Task A
How would you put this sentence from the Ocean Park koala announcement into Spanish: "Merinda was euthanized at 11:46 a.m. today after several months of intensive care and treatment since April 2015."?
Task B
Can you carry on the Ocean Park koala announcement beyond its last sentence?

Exercise passage

/---

Ocean Park is saddened to announce the euthanasia of a three-year-old female Southern koala ‘Merinda’ today, due to kidney failure brought on by an incurable disease known as oxalate nephrosis, which occurs in the South Australian population from where the koala originated. Dr Ian Hough, Veterinarian for the Cleland Wildlife Park in South Australia and veterinarians at Ocean Park made the recommendation during a recent planned visit by Dr Hough to discuss Merinda’s case. Merinda was euthanized at 11:46 a.m. today after several months of intensive care and treatment since April 2015.

Three southern koalas arrived in Hong Kong from the Cleland Wildlife Park in October 2014.  Two of the koalas, ‘Dougie’ (male) and ‘Yani’ (female), settled in well to the new habitat at Adventures in Australia and have remained stable. However, Merinda was later found to have calcium oxalate crystals in her urine samples, a symptom indicative of oxalate nephrosis.

Dr Hough, explained, “Although Merinda was asymptomatic at the time of her arrival in Hong Kong, oxalate nephrosis is a common disease among the koala population in South Australia and has been observed in koalas as young as less than two years of age. Ongoing research is helping to understand the cause(s) of the disease in koalas and it is possible that the low genetic diversity of southern populations may be a contributing factor. Oxalate nephrosis is a disease characterized by deposition of calcium oxalate crystals in the kidneys, which inevitably leads to renal (kidney) failure. The team here at Ocean Park have done a wonderful job of treating and managing Merinda for as long as they have done.” Dr Hough said.

\---

Record excerpts

/---

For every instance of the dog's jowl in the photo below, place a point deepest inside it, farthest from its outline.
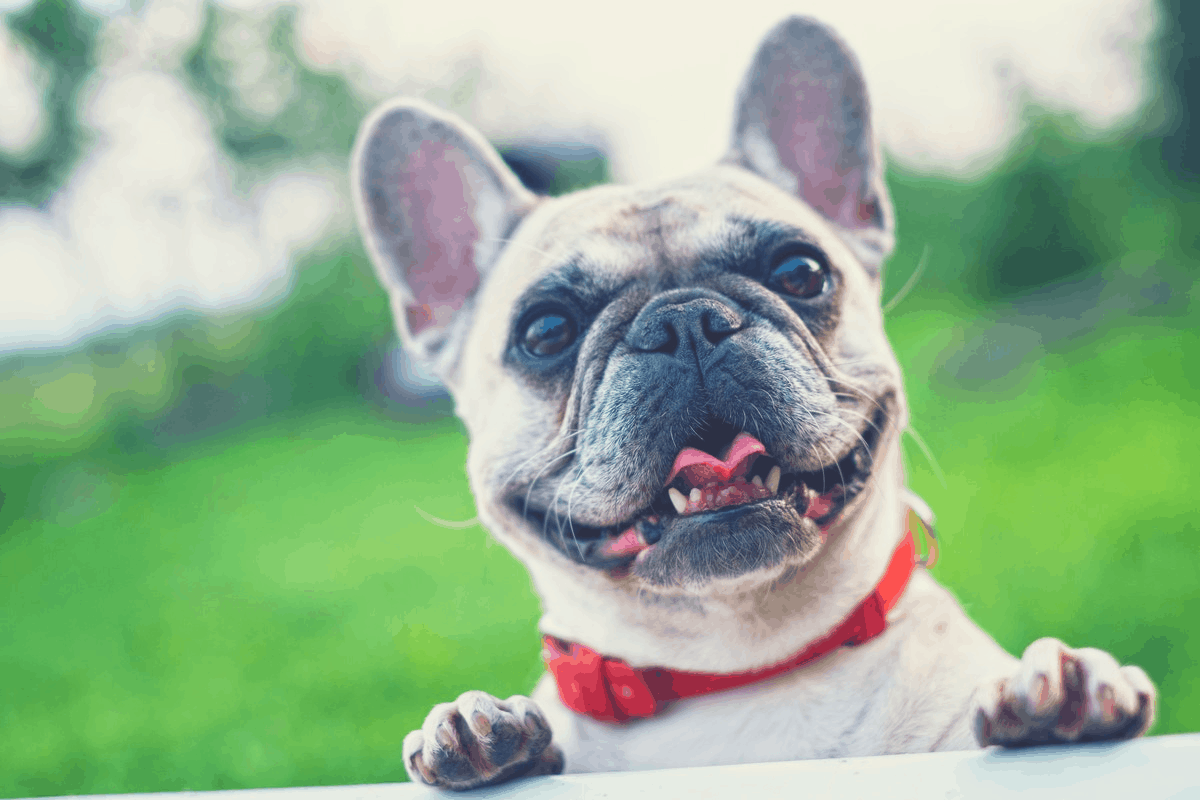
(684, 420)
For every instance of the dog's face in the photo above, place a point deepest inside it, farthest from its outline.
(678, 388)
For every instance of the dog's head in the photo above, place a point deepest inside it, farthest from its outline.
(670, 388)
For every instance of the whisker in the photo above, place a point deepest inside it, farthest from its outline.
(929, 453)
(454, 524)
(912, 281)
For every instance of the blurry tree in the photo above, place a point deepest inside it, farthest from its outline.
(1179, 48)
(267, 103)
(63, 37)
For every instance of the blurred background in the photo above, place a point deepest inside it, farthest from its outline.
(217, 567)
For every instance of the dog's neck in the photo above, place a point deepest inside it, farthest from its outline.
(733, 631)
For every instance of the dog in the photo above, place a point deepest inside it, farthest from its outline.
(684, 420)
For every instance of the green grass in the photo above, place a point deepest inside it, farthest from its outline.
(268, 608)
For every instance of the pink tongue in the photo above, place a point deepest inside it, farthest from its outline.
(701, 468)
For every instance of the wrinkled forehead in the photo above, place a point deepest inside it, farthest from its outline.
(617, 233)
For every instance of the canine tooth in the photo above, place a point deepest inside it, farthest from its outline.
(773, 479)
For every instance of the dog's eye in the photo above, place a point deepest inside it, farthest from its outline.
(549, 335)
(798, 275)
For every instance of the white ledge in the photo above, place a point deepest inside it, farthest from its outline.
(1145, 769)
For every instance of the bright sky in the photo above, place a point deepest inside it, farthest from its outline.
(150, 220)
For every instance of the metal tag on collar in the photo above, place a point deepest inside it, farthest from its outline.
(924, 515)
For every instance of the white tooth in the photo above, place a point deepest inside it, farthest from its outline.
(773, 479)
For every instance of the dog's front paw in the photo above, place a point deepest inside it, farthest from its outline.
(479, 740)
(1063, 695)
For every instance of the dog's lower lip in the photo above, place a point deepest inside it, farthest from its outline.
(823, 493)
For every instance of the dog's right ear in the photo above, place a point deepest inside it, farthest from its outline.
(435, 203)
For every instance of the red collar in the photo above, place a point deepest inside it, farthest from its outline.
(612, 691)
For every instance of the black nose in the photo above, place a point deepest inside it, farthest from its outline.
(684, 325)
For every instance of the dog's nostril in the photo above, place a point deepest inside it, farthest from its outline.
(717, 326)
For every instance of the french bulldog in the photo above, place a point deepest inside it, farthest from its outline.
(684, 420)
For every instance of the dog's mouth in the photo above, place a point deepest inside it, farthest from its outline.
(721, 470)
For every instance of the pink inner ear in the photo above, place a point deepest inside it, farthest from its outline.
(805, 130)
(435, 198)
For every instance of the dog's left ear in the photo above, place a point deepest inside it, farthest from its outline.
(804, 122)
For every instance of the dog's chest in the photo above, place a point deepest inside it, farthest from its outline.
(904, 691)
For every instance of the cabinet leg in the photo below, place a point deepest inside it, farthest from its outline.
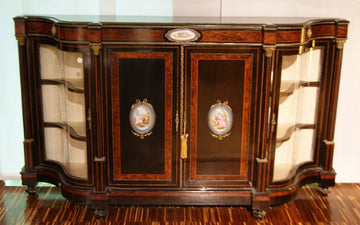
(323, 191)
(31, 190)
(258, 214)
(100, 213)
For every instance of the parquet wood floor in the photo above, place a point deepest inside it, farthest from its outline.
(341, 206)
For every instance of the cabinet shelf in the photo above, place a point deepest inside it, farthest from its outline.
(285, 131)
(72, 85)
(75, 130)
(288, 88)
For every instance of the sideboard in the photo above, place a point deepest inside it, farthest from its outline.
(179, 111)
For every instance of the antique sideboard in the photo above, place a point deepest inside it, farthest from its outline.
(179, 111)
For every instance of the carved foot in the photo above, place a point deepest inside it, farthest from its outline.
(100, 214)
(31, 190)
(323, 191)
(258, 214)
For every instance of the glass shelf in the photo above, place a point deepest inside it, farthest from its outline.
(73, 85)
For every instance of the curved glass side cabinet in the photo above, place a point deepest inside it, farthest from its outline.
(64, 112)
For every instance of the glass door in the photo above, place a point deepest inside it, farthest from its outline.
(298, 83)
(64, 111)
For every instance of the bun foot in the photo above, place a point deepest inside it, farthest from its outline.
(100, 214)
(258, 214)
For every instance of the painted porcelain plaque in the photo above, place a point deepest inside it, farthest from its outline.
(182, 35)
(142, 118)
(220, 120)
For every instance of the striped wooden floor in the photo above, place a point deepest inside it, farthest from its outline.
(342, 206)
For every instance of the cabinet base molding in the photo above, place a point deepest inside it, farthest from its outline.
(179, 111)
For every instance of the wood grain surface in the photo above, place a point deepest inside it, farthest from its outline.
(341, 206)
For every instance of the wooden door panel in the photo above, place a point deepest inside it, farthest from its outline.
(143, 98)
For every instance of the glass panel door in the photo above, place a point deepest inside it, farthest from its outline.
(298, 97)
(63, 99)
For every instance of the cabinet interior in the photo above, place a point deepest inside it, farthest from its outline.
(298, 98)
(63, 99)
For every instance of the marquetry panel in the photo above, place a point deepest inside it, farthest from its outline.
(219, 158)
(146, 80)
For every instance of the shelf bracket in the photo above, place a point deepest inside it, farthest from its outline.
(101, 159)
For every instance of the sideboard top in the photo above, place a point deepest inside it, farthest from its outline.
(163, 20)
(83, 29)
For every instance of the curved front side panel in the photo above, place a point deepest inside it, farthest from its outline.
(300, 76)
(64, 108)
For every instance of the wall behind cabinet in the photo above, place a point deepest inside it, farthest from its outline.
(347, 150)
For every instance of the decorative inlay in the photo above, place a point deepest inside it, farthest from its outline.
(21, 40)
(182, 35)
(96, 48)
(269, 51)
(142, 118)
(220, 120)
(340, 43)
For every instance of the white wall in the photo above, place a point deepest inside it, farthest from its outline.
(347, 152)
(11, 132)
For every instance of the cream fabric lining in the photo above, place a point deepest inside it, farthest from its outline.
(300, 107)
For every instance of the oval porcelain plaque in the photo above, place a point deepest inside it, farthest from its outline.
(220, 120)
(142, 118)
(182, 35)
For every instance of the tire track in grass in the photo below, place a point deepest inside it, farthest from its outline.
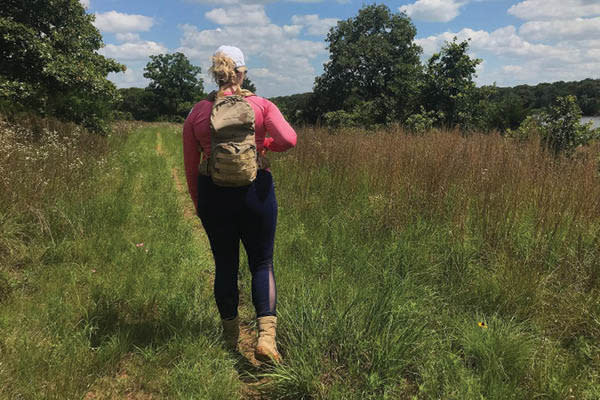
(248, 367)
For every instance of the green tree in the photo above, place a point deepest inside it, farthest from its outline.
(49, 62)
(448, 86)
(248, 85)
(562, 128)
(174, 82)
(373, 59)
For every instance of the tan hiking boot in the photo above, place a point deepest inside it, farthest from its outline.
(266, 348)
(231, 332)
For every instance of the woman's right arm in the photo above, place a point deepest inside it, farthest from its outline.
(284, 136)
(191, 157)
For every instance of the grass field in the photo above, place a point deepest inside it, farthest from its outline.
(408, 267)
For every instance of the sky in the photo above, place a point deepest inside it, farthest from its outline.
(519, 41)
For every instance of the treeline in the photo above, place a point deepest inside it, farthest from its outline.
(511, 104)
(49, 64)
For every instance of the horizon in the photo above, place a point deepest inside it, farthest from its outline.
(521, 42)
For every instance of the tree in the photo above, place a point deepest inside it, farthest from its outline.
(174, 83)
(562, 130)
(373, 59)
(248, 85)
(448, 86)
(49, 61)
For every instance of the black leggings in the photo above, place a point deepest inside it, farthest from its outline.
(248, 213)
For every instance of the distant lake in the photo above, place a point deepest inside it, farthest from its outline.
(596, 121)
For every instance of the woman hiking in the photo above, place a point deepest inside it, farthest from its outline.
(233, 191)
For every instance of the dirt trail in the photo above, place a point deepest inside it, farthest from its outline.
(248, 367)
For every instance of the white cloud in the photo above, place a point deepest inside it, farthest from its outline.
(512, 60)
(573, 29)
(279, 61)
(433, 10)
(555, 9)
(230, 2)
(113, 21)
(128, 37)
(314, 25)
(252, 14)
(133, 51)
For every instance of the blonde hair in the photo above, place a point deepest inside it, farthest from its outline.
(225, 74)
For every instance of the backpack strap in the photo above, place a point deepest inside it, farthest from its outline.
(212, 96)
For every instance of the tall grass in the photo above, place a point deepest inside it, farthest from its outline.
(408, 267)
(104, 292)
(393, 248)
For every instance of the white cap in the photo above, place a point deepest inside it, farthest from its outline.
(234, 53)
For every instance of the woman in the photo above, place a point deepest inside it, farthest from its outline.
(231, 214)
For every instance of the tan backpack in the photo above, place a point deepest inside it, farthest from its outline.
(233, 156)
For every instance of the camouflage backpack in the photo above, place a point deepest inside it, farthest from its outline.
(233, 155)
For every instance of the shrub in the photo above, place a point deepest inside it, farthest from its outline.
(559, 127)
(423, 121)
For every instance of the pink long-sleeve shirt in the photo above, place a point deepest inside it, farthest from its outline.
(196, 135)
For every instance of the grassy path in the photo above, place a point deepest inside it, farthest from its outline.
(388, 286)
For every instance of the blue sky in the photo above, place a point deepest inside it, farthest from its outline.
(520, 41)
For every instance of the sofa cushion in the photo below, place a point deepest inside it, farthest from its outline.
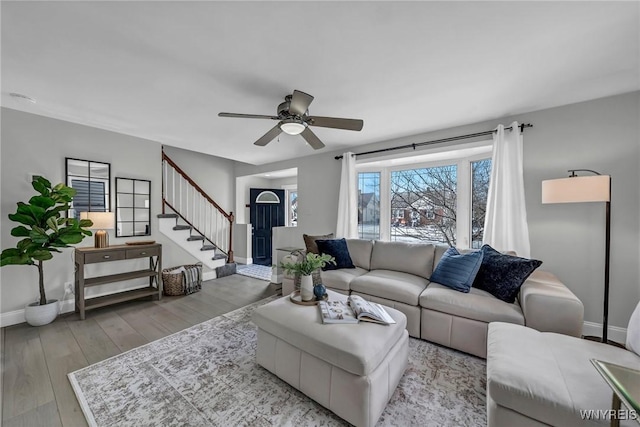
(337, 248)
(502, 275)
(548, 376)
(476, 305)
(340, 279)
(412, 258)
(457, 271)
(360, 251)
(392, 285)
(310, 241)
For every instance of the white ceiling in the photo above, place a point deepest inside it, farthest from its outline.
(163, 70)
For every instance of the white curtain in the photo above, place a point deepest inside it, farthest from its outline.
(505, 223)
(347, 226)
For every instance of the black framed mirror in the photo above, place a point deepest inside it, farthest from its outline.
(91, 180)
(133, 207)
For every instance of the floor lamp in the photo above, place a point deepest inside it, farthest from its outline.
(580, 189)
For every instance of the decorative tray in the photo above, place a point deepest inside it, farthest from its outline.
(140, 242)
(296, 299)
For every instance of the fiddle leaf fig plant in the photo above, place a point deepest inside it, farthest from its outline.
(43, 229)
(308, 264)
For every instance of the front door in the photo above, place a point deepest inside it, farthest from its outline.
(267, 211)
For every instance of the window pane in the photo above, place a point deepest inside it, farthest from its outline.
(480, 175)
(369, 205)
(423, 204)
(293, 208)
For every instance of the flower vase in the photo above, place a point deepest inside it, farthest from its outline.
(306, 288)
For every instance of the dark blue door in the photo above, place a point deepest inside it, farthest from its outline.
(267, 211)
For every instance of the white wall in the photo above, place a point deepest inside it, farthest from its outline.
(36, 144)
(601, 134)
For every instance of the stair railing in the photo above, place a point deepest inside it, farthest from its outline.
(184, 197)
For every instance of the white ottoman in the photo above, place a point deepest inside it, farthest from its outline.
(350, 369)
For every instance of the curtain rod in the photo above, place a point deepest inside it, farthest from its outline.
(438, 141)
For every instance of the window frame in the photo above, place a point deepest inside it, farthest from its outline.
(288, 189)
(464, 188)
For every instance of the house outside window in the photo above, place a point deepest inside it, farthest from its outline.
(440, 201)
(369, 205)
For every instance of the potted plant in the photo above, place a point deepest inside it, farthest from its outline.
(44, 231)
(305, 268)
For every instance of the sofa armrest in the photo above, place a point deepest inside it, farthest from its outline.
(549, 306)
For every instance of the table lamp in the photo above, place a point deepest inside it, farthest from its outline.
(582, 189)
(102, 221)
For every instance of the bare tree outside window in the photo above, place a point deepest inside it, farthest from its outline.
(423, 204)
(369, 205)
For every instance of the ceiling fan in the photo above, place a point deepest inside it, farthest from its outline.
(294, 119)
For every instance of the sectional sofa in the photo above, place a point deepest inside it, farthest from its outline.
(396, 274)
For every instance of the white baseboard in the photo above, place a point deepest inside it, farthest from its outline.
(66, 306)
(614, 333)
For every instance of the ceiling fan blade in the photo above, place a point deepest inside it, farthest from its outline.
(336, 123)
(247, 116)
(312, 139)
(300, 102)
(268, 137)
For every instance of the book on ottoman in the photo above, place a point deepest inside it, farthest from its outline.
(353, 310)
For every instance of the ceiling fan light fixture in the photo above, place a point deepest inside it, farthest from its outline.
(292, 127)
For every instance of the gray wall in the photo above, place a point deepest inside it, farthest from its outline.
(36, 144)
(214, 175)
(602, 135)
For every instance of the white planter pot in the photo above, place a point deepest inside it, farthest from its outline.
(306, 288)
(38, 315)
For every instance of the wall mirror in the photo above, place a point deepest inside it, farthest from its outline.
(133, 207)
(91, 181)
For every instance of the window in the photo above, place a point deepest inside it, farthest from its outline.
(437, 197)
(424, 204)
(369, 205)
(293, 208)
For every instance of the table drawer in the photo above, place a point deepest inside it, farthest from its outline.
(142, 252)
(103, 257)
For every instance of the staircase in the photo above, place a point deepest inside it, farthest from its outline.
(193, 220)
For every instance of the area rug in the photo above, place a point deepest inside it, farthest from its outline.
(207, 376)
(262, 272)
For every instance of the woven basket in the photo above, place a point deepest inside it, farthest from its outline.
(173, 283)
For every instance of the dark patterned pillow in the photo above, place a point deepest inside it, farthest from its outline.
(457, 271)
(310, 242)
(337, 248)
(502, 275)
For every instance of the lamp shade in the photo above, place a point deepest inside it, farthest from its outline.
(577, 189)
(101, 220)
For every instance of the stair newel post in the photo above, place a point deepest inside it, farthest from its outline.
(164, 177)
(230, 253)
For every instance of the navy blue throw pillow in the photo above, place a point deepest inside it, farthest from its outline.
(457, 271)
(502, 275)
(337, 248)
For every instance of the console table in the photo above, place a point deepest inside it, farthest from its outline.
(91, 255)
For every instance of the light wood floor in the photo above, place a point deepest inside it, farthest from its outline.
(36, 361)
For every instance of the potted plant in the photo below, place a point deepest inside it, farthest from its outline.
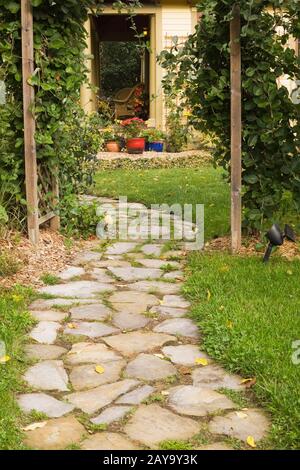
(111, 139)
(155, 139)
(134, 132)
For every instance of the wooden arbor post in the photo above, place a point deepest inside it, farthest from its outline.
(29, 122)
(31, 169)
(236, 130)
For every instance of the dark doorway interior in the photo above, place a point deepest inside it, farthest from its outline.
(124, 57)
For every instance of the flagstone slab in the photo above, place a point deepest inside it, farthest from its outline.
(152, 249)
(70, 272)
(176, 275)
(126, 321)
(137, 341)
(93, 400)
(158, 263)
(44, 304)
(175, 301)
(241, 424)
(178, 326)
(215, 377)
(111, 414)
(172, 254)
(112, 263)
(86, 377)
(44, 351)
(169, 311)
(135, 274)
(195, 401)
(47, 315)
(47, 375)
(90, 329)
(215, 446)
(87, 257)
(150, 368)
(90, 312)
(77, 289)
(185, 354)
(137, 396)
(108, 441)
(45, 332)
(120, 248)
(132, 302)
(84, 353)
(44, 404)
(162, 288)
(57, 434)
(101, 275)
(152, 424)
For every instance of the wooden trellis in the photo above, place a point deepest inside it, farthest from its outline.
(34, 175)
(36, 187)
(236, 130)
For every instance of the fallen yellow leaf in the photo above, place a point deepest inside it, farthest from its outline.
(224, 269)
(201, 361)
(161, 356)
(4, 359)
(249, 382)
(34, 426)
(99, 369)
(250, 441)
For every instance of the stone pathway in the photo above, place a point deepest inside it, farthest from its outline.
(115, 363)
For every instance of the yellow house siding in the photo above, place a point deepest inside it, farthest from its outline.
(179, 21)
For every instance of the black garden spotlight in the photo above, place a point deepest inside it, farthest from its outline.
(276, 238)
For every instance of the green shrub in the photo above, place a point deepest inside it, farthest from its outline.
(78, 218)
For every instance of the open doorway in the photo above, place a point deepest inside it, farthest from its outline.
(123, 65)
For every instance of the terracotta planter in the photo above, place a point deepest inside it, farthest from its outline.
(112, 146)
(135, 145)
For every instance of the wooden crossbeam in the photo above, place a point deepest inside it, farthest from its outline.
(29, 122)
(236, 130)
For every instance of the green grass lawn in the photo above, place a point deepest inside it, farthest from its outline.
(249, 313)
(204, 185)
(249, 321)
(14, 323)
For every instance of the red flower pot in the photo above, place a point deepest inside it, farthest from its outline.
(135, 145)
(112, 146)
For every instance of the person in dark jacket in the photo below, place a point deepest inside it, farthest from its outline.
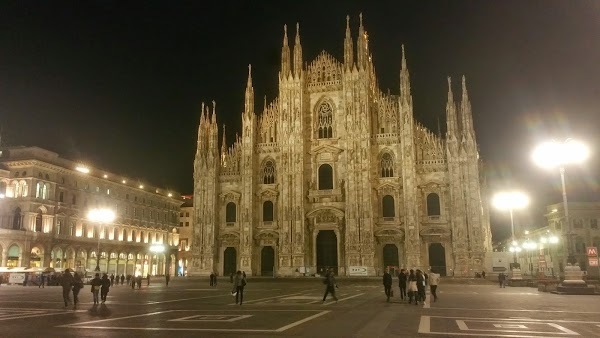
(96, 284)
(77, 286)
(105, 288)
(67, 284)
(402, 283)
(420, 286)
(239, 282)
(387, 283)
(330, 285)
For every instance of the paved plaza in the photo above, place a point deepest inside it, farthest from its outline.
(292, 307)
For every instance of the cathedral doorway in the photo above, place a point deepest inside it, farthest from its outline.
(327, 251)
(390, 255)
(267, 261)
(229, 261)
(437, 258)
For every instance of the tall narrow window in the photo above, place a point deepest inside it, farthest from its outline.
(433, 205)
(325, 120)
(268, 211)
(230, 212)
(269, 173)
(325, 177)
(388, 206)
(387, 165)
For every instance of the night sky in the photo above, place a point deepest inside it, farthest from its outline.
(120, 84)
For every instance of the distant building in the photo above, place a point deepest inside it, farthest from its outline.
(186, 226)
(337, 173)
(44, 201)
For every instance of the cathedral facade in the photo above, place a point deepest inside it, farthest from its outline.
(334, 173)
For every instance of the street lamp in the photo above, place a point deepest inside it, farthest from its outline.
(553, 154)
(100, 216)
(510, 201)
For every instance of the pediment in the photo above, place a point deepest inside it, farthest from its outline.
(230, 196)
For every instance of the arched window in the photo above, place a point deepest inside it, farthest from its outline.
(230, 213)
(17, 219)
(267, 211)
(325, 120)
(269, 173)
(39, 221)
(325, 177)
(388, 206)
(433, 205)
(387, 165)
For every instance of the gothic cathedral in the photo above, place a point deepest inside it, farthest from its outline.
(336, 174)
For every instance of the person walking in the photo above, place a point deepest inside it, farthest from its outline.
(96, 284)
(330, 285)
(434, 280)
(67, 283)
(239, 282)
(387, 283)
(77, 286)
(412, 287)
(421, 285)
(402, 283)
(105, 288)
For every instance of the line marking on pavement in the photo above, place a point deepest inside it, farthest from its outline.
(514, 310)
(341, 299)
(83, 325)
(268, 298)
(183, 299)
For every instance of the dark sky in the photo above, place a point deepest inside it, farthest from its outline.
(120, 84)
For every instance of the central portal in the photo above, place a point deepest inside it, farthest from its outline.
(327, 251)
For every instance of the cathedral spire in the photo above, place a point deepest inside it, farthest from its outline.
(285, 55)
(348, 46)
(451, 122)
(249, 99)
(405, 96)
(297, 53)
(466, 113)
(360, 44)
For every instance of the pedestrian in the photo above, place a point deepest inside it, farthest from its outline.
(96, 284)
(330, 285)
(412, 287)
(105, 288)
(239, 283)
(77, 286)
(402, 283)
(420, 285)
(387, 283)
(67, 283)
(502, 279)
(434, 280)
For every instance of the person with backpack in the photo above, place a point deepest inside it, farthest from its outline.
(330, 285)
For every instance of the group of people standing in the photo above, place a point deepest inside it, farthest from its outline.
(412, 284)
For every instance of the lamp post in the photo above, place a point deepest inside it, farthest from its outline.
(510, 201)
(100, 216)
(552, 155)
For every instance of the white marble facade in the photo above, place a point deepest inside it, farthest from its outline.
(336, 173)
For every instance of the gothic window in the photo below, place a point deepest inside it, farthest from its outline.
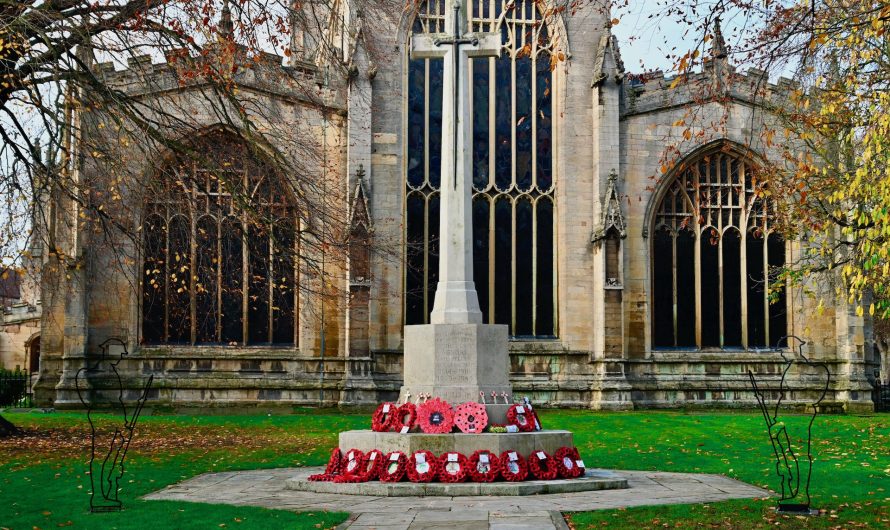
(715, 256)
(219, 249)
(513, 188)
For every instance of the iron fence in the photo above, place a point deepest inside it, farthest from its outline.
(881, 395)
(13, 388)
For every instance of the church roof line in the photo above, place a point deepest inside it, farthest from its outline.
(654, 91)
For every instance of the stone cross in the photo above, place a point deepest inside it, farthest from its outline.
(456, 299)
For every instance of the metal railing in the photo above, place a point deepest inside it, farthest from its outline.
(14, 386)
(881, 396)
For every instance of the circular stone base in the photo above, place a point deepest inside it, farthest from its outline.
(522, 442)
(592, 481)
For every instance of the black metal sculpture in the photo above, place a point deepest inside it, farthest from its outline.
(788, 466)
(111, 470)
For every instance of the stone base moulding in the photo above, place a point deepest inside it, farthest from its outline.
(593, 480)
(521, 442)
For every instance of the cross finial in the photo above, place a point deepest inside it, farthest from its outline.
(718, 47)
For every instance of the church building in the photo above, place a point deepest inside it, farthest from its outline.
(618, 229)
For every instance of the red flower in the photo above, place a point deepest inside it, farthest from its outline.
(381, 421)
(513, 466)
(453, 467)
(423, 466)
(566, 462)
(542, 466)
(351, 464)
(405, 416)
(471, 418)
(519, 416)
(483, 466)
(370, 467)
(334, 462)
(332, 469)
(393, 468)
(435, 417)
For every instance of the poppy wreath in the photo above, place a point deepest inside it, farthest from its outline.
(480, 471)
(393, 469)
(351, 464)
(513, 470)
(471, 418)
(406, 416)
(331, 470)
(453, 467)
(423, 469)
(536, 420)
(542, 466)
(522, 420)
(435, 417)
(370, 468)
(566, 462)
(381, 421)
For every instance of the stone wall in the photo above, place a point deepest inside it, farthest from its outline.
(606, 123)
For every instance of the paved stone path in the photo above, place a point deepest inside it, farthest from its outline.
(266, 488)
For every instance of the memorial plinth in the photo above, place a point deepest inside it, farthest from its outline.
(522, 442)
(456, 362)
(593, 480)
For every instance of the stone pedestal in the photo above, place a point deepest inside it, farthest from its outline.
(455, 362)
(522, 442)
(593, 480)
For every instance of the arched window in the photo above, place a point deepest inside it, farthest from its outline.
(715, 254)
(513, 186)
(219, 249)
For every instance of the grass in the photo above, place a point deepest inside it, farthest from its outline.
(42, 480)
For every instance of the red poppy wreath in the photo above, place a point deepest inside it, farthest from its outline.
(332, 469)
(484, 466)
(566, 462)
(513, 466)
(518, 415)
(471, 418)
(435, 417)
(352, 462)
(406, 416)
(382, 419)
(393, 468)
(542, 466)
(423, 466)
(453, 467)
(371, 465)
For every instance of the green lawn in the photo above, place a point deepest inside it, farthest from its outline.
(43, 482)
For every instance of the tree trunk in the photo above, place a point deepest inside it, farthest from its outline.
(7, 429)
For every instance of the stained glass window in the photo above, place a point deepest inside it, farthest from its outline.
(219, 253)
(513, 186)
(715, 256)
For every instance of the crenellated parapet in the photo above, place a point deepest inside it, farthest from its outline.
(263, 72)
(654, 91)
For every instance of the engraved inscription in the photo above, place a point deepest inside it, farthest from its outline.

\---

Exercise answer A
Merinda fue sacrificada hoy a las 11:46 a. m., tras varios meses de cuidados intensivos y tratamiento desde abril de 2015.

Exercise answer B
Ms. Suzanne Gendron, Executive Director of Zoological Operations and Education, said, “The Park and Cleland Wildlife Park have been closely engaged since the koala’s arrival to provide the necessary husbandry and veterinary treatment for Merinda. Unfortunately, despite these joint efforts, Merinda began failing to respond to treatment and her health deteriorated to a state whereby a humane endpoint was reached. A humane endpoint is the earliest scientifically justified point at which pain or distress in an animal can be prevented, terminated, or relieved, while meeting the aims and objectives of maintaining positive animal welfare. After reviewing all options, the joint veterinary team decided that ongoing treatment would not be consistent with maintaining positive animal welfare and the most humane option was euthanasia. This decision is also consistent with the approved euthanasia policy of the Park and the Association of Zoos and Aquariums (AZA).”

“While the Park is deeply saddened for the loss of Merinda, we are supporting research in South Australia to understand this disease and will continue to work closely with Cleland Wildlife Park as we advance diagnostic techniques for this disease in South Australian koalas. In the meantime, necropsy and histopathology test results of Merinda will be analysed, which will contribute to our collective knowledge about the disease. Currently, the remaining two koalas at Ocean Park are in a stable condition and we shall continue to provide them with the best possible care,” said Ms. Suzanne Gendron.

The Hong Kong Agriculture, Fisheries and Conservation Department, respective Hong Kong Government departments and the South Australia Government were informed of the decision.